> **WORK TASK**: Go through the listing and write out all of it exactly.

*** Begin section ***

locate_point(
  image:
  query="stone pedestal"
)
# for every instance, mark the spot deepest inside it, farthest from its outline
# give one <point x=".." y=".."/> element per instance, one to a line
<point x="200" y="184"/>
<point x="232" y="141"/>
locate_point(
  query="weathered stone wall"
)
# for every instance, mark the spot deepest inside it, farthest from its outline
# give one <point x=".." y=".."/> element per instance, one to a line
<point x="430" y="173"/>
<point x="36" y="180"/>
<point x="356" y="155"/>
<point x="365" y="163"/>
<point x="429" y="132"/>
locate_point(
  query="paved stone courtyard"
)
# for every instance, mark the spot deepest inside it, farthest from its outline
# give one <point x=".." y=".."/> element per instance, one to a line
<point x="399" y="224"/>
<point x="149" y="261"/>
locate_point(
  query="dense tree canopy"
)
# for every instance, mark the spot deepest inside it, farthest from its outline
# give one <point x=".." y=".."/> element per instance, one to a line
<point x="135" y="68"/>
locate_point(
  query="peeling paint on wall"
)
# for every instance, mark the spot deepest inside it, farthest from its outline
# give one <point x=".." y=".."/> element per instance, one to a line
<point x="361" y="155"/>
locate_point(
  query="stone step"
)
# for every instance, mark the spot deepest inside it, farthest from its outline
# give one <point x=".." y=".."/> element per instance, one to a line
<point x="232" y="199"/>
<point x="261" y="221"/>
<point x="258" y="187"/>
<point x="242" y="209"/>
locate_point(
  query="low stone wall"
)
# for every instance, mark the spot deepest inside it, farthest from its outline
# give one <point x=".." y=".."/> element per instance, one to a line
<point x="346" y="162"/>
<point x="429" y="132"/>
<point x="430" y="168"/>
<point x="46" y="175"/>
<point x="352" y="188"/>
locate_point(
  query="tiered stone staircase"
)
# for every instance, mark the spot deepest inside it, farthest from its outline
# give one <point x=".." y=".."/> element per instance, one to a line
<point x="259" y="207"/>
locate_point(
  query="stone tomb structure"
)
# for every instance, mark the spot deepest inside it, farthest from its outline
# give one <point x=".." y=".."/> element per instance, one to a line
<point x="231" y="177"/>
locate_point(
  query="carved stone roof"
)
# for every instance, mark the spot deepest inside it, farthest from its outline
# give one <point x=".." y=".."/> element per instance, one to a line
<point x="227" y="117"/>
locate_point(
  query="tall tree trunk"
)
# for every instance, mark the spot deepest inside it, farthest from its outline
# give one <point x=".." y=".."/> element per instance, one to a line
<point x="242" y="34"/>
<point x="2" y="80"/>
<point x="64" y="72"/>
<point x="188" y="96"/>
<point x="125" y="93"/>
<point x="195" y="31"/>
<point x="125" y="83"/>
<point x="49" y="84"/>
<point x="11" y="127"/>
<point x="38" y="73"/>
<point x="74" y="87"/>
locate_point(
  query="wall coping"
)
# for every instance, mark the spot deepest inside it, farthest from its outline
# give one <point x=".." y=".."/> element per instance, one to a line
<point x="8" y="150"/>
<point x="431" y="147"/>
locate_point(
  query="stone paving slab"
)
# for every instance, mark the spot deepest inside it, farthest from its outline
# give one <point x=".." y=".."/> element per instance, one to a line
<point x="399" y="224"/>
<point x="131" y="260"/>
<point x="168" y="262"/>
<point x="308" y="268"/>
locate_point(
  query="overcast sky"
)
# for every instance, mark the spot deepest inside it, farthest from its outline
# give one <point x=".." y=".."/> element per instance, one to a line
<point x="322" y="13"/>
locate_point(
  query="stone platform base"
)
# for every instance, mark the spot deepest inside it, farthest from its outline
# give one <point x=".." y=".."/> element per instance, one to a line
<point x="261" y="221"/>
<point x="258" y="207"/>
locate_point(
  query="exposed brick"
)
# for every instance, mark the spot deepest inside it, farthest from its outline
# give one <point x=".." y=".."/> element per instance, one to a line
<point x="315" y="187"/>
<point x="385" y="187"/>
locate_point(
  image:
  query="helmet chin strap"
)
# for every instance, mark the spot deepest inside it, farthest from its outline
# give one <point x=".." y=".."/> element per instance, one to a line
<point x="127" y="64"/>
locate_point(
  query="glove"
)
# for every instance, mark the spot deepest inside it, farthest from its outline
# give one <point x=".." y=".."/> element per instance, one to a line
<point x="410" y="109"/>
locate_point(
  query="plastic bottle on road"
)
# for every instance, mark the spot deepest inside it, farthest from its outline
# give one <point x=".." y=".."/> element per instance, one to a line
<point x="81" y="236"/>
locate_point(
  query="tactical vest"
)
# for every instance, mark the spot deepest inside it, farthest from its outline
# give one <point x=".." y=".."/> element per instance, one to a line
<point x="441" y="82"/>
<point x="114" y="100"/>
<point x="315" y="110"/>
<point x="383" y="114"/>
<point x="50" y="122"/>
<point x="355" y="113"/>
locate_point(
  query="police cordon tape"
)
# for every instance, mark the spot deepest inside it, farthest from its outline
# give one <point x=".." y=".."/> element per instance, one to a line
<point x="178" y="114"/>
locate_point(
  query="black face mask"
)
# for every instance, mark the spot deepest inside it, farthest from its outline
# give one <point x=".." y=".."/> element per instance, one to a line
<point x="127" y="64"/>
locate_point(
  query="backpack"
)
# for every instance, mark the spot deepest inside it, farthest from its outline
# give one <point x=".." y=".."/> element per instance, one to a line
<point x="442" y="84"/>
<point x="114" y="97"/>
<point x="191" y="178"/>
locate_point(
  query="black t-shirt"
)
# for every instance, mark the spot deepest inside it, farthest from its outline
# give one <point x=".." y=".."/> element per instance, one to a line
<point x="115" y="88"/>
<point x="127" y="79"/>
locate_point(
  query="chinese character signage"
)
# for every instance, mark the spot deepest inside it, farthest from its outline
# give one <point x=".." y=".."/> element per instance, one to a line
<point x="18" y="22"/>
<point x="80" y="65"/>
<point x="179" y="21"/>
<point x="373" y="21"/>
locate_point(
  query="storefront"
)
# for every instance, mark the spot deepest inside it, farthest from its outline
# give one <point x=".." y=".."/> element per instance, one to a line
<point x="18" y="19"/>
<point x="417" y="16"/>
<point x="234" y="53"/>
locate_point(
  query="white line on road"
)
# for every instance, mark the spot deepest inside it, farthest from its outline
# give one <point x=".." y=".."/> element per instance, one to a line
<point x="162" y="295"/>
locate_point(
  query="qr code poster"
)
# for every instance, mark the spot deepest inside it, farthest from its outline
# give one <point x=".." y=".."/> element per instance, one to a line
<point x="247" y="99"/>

*** End section ***

> **TASK OUTPUT**:
locate_point(
  image:
  query="stone pedestal"
)
# for every instance, mark the spot deepest inside it, farthest from its outline
# give one <point x=".." y=".."/> element per instance, one to a line
<point x="200" y="184"/>
<point x="232" y="141"/>
locate_point(
  query="weathered stone wall"
)
# for every instance, mark the spot deepest inside it, farthest from its outline
# give one <point x=".." y=".."/> element per instance, one to a line
<point x="430" y="173"/>
<point x="36" y="180"/>
<point x="356" y="155"/>
<point x="365" y="163"/>
<point x="429" y="132"/>
locate_point(
  query="paved stone courtyard"
)
# for every instance, mark the spot deepest inside it, farthest from its outline
# give one <point x=".." y=".."/> element per instance, one to a line
<point x="399" y="224"/>
<point x="149" y="261"/>
locate_point(
  query="dense tree canopy"
)
# for every instance, mark the spot deepest inside it, farthest from its outline
# give one <point x=".." y=".."/> element per instance, one to a line
<point x="135" y="68"/>
locate_point(
  query="peeling paint on wall"
)
# for every instance, mark the spot deepest inside it, farthest from its outline
# give one <point x=".." y=".."/> element per instance, one to a line
<point x="361" y="155"/>
locate_point(
  query="stone step"
)
# for every instance, mark the spot deepest inside it, farthest from its outline
# give one <point x=".." y=".."/> element per instance, one to a line
<point x="232" y="199"/>
<point x="261" y="221"/>
<point x="258" y="187"/>
<point x="242" y="209"/>
locate_point(
  query="low stone wall"
)
# for every instance, mark the spot deepest inside it, farthest from its outline
# give one <point x=".." y=".."/> element per instance, one to a line
<point x="346" y="162"/>
<point x="429" y="132"/>
<point x="430" y="168"/>
<point x="46" y="175"/>
<point x="352" y="188"/>
locate_point(
  query="tiered stone staircase"
)
# for every instance, mark the spot deepest inside it, farthest from its outline
# give one <point x=".." y=".."/> element per instance, one to a line
<point x="259" y="207"/>
locate_point(
  query="stone tomb structure"
)
# for every instance, mark the spot deepest inside it, farthest from its outline
# give one <point x=".." y=".."/> element per instance, one to a line
<point x="231" y="177"/>
locate_point(
  query="carved stone roof"
)
# for every instance, mark the spot deepest inside it, farthest from its outline
# give one <point x=".." y=".."/> element per instance, one to a line
<point x="227" y="117"/>
locate_point(
  query="tall tree trunk"
)
# for every instance, mark the spot deepest inside it, farthest from its outline
# give one <point x=".." y=".."/> element per instance, one to a line
<point x="242" y="34"/>
<point x="2" y="80"/>
<point x="64" y="72"/>
<point x="188" y="96"/>
<point x="125" y="93"/>
<point x="195" y="31"/>
<point x="125" y="83"/>
<point x="49" y="84"/>
<point x="11" y="127"/>
<point x="38" y="73"/>
<point x="74" y="87"/>
locate_point(
  query="wall coping"
)
# for every instance, mark the spot deepest inside it, farthest from its outline
# give one <point x=".." y=".."/> element per instance, one to a line
<point x="8" y="150"/>
<point x="431" y="147"/>
locate_point(
  query="stone paving slab"
)
# for every instance, mark the spot deepest inside it, farthest from its outline
# give one <point x=".." y=".."/> element per instance, one to a line
<point x="399" y="224"/>
<point x="131" y="260"/>
<point x="168" y="262"/>
<point x="308" y="268"/>
locate_point(
  query="overcast sky"
)
# for every instance, mark the spot deepest inside it, farthest from its outline
# give one <point x=".." y=".."/> element per instance, one to a line
<point x="322" y="13"/>
locate_point(
  query="stone platform base"
)
# for every instance, mark the spot deepest inside it, farthest from its outline
# give one <point x=".." y=".."/> element per instance, one to a line
<point x="261" y="221"/>
<point x="258" y="207"/>
locate_point(
  query="exposed brick"
)
# for every instance, mark the spot deepest inside it, farthest from its outline
# give one <point x=".." y=".."/> element per instance, one to a line
<point x="315" y="187"/>
<point x="385" y="187"/>
locate_point(
  image:
  query="helmet chin strap"
)
# for every instance, mark the spot deepest inside it, farthest from its outline
# give one <point x=".." y=".."/> element per instance, one to a line
<point x="127" y="64"/>
locate_point(
  query="glove"
)
# for every instance, mark the spot deepest inside it, farthest from its outline
# give one <point x=".." y=".."/> element per instance, one to a line
<point x="410" y="109"/>
locate_point(
  query="plastic bottle on road"
)
# for every instance, mark the spot deepest inside it, farthest from its outline
# give one <point x=".." y=".."/> element per instance, one to a line
<point x="81" y="236"/>
locate_point(
  query="tactical vest"
)
# for every instance, mark the spot deepest inside it, farthest from its outline
# give one <point x=".." y=".."/> element per instance, one to a line
<point x="441" y="82"/>
<point x="114" y="100"/>
<point x="315" y="110"/>
<point x="383" y="114"/>
<point x="50" y="122"/>
<point x="355" y="113"/>
locate_point(
  query="police cordon tape"
)
# for every instance, mark the spot deepest inside it, farthest from its outline
# give one <point x=".." y=".."/> element per instance, one to a line
<point x="178" y="114"/>
locate_point(
  query="black face mask"
)
# for every instance, mark the spot deepest inside it, farthest from its outline
# give one <point x=".." y=".."/> element per instance, one to a line
<point x="127" y="64"/>
locate_point(
  query="backpack"
)
# for every instance, mark the spot deepest inside it, farthest from its outline
# give one <point x=".." y=".."/> element per instance, one to a line
<point x="442" y="84"/>
<point x="114" y="97"/>
<point x="191" y="178"/>
locate_point(
  query="black t-shirt"
)
# for every instance, mark the spot deepest inside it, farthest from its outline
# give one <point x=".." y=".."/> element per instance, one to a line
<point x="115" y="88"/>
<point x="127" y="79"/>
locate_point(
  query="chinese character signage"
)
# for every instance, mark the spot deepest inside it, farthest from its outline
# give one <point x=".." y=".."/> element per instance, one to a line
<point x="18" y="22"/>
<point x="80" y="65"/>
<point x="179" y="21"/>
<point x="373" y="21"/>
locate_point(
  query="storefront"
)
# for every instance, mark the spot deepest inside it, farthest from its outline
# give one <point x=".." y=".."/> element per instance, one to a line
<point x="18" y="19"/>
<point x="417" y="16"/>
<point x="234" y="53"/>
locate_point(
  query="white line on road"
)
# for every instance, mark the spot deepest inside it, farthest from its outline
# give one <point x=".." y=".."/> element per instance, one to a line
<point x="162" y="295"/>
locate_point(
  query="qr code poster"
)
# for every instance, mark the spot deepest inside it, farthest from its outline
# give one <point x=".." y=".."/> element per instance, one to a line
<point x="247" y="99"/>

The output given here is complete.